■ **EXTRACT TO READ**:
▼▼▼

# An Empty Page



## Pelwrath (Feb 3, 2018)

*An Empty Page*


Oh you pernicious thing,
mocking us with your emptiness.
We wish to silence your taunts,
fill your black hole with 
hearts blood, as ink.
You’re bedlam incarnate,
a proxy for despair.
Twisting our thoughts
In bed with my spouses
but you in our dreams.
You act like a Selkie
look like a Kitsune.
Always consuming,
never sated.
When drained and tired,
we smile at what’s been created,
and that always drives you away.


----------



## Firemajic (Feb 3, 2018)

Pelwrath said:


> *An Empty Page*
> 
> 
> Oh you pernicious thing,
> ...



I like this... but [ jmo] feel it would be more personal, if told from your POV....  what do you think?


----------



## Firemajic (Feb 3, 2018)

Also, your title is giving EVERYTHING away....  hahaa, I can't help but think, while reading... if this was my poem, the title would have to be "I Am Not A Mused"  lol....


----------



## Pelwrath (Feb 3, 2018)

Fire;

    Thanks for your suggestion. One of the things I've taken from the comments all my poems receive is that personal is a bad thing, in a poem. My first draft was personal but then I checked the feedback from other poems and saw that where I had personalized it, the suggestion was to remove that from the poem.  Now, maybe I misunderstood.
,
As for the title, again, suggestions were that a poems title should be about the poem, not tricking the reader


----------



## jenthepen (Feb 4, 2018)

▲▲▲

■ **Bounding box annotation listing**:
▼▼▼

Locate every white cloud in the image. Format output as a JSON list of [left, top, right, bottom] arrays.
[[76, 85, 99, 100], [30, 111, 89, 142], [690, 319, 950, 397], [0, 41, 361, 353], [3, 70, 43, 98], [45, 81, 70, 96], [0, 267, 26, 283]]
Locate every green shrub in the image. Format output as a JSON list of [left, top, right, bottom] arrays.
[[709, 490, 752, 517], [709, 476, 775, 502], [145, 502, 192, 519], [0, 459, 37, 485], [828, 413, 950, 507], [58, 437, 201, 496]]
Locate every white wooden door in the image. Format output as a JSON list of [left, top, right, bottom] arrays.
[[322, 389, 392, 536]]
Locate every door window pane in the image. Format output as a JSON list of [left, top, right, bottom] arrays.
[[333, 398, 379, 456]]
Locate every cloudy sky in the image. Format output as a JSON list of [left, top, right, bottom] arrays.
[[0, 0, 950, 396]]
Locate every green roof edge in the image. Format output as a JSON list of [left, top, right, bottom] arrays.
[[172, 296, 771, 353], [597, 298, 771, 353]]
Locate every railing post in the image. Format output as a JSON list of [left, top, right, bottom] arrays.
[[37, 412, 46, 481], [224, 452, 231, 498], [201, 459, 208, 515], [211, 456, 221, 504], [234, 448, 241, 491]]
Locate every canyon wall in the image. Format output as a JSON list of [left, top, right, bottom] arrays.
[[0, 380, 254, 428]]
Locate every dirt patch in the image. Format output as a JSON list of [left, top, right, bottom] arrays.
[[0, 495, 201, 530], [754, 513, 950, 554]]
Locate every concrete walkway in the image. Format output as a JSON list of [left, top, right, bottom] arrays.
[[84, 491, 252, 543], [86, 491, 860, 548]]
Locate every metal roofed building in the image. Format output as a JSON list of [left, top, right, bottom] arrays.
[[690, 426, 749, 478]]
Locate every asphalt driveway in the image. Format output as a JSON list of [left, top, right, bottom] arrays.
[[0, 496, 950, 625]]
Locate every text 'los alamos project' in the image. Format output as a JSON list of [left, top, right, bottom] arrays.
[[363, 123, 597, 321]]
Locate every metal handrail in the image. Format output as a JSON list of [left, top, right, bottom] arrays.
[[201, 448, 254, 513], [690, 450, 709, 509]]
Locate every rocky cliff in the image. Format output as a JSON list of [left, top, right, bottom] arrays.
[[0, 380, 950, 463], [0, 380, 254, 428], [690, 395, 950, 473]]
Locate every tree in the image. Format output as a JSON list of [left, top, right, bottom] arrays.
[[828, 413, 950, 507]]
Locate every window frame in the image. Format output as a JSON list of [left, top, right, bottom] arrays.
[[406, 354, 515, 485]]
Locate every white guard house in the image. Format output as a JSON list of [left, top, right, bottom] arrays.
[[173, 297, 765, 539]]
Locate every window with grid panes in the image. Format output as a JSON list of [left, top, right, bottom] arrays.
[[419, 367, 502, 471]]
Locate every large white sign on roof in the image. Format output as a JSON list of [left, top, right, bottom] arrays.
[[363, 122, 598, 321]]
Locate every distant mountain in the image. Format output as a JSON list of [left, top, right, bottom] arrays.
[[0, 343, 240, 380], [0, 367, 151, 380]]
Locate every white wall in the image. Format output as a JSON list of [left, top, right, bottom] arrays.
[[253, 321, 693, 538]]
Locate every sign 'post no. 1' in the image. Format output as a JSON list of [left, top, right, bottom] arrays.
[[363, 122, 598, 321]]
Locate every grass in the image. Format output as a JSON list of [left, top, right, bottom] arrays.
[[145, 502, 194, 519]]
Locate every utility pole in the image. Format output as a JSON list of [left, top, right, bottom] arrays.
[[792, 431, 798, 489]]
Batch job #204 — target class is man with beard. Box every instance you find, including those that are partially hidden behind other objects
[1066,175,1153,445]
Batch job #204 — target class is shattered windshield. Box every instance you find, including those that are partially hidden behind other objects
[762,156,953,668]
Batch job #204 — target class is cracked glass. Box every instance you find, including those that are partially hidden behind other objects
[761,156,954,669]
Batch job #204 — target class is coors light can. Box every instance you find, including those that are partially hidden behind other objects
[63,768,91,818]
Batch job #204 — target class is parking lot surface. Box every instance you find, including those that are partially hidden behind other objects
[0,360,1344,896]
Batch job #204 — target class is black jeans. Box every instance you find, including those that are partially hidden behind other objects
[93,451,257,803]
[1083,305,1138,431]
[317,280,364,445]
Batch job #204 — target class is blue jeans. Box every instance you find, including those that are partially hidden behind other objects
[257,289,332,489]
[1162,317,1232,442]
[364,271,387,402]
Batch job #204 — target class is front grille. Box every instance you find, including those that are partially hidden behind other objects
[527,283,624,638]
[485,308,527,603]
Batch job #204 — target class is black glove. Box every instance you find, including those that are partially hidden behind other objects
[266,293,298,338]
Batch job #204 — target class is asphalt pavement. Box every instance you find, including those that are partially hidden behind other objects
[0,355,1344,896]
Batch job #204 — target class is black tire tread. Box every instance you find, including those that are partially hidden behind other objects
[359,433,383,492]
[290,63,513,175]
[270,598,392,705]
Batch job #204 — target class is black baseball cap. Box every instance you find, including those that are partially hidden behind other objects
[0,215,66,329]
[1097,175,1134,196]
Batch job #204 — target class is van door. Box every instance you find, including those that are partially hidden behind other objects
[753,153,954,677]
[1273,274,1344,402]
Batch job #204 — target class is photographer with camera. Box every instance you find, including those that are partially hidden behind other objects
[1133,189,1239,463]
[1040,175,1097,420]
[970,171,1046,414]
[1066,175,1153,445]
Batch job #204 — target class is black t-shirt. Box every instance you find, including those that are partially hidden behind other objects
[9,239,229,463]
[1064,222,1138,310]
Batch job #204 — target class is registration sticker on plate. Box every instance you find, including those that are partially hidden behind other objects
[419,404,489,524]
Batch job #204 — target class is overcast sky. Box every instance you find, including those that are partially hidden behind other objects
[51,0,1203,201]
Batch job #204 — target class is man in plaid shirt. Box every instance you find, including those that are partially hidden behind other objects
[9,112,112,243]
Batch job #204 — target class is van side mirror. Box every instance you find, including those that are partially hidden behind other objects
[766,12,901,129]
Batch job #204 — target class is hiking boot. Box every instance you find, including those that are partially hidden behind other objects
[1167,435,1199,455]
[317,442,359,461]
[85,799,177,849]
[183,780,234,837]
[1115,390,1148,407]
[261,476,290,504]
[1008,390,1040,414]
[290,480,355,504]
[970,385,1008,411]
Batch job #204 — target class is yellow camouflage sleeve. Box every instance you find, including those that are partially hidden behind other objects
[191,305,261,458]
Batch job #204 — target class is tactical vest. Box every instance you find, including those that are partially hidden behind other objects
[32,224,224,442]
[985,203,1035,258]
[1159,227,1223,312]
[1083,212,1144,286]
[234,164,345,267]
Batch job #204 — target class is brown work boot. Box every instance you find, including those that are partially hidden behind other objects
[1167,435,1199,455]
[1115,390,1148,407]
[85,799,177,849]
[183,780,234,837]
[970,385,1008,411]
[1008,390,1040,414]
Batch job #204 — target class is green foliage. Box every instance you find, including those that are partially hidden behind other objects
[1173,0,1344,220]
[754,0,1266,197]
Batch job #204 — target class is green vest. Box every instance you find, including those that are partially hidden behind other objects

▲▲▲

■ **AIM**:
Answer these questions from the poetry thread:
(a) Which two creatures does the poem say the empty page acts like and looks like?
(b) What title does Firemajic say the poem would have if it were Firemajic's own?
(c) According to Pelwrath, what did earlier suggestions say a poem's title should be?
The listing plays no part in what comes next.

■ **THE OUTPUT**:
(a) It acts like a Selkie and looks like a Kitsune.
(b) "I Am Not A Mused."
(c) It should be about the poem, not trick the reader.